Aim
Rewrite the comment thread from "All I want to" up to and including "sound very fun.", putting "spam folder" in place of "filter".

Source text
####################

All I want to be is post-election.
KevDog wins the thread.
Racialicious has a nice post on the topic up.
My last comment got caught in the filter, and held for approval. Really curious what caused that...
Postsexual. No wait, that doesn't sound very fun.
Postracial? Postracial?!? All this time I thought I was hearing "most-racial". Barack Obama is a most-racial candidate. This election could usher in a most-racial era.
Postracial? What does that even mean?
On this topic, did folks see the article in WaPo about so-called postracial campaign staffers at Obama offices? (http://www.washingtonpost.com/wp-dyn/content/article/2008/10/29/AR2008102904554.html?referrer=emailarticle)
Ms. Stewart's experience in this article reflects what I've seen volunteering at various Obama offices throughout primary states. Young, twerpy campaign staffers just a little too flippant about "that all-black neighborhood, its REALLY ghetto, i need you to do all the hispanic doors..." etc. etc. Canvassing in the Philly projects, me and my homegirl almost got shot at on one block cuz they sent us in a random area, there was no local knowledge on the part of campaign staffers. My African-American friend was 6 months pregnant. Now, we're from Tha Town so not easily rattled... but the naivete mixed with demographic slicing & dicing along racial lines of the Obama-ites just made me feel weird. Plus that whole word "post-racial."
I am curious how this will manifest after the election. Will this victory mean the same to all of us? Should it? Should I just chalk it up to cultural differences and forget about it?
Amen. Along similar rhetorical lines, I'm curious what your thoughts are on African American versus black. I personally hope the former goes the way of Negro, as I don't consider myself more "regular" American than my black compatriots, and I think the term has lost its original meaning.
Side story to prove my point: When studying abroad in Italy, another student had his laptop stolen (by a drug dealer he had let into his apartment, but that's a whole other story). When one of his roommates found out that it had been stolen, he started ranting about "what did the guy look like? was he an AFRICAN AMERICAN?"
Only if we get rid of "reverse racism" first.
You is just a racialist.
http://www.youtube.com/watch?v=NpDyJObCKOY
I'm actually in favor of banning all "post-" terms. In roughly 96% of occurrences of usage of a "post-" term, the writer/speaker is being unknowingly intellectually lazy/stupid, yet at the same time incredibly snobby. Moreover, they're usually substituting the "post-" term for another concept with a divergent (or even nonexistent) meaning
Examples:
Post-modernism -> Relatavism instead of art & philosophy that critiques, but works within modernism.

####################

Given records
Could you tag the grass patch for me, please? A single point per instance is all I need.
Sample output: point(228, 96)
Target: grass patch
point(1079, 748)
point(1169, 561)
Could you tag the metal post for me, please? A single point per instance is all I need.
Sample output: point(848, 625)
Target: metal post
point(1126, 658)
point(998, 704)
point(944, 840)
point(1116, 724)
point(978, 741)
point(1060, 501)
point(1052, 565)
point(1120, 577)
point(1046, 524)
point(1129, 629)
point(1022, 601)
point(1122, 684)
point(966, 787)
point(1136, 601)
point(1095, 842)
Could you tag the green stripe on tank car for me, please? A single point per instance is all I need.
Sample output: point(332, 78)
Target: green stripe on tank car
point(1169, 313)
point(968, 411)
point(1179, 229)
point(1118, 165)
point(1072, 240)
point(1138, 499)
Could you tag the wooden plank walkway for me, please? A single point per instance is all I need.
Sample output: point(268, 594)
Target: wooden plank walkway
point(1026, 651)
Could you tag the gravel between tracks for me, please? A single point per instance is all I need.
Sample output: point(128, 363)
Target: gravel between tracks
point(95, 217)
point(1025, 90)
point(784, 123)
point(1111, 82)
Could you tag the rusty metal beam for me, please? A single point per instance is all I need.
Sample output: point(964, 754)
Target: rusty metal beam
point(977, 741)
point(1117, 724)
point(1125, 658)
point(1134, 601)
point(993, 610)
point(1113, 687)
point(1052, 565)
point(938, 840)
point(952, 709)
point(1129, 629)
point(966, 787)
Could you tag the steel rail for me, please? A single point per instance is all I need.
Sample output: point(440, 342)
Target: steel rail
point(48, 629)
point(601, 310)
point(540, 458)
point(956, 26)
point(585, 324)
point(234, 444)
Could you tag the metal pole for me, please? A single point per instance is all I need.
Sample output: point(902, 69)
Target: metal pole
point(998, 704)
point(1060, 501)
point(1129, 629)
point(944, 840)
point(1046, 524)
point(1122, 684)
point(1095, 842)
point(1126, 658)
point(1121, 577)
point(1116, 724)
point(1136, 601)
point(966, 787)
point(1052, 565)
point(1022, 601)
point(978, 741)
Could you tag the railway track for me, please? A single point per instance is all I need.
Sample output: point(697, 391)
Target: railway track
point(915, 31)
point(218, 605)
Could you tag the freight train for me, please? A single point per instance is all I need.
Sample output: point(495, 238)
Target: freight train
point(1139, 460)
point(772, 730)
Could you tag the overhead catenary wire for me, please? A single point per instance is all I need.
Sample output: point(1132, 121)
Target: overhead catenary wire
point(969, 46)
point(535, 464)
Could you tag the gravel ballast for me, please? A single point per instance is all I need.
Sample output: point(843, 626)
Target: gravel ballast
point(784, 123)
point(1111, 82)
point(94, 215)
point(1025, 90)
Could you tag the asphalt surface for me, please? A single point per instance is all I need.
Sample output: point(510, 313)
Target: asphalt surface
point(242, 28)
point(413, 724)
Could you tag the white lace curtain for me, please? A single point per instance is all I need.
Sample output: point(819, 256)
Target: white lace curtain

####################

Task response
All I want to be is post-election.
KevDog wins the thread.
Racialicious has a nice post on the topic up.
My last comment got caught in the spam folder, and held for approval. Really curious what caused that...
Postsexual. No wait, that doesn't sound very fun.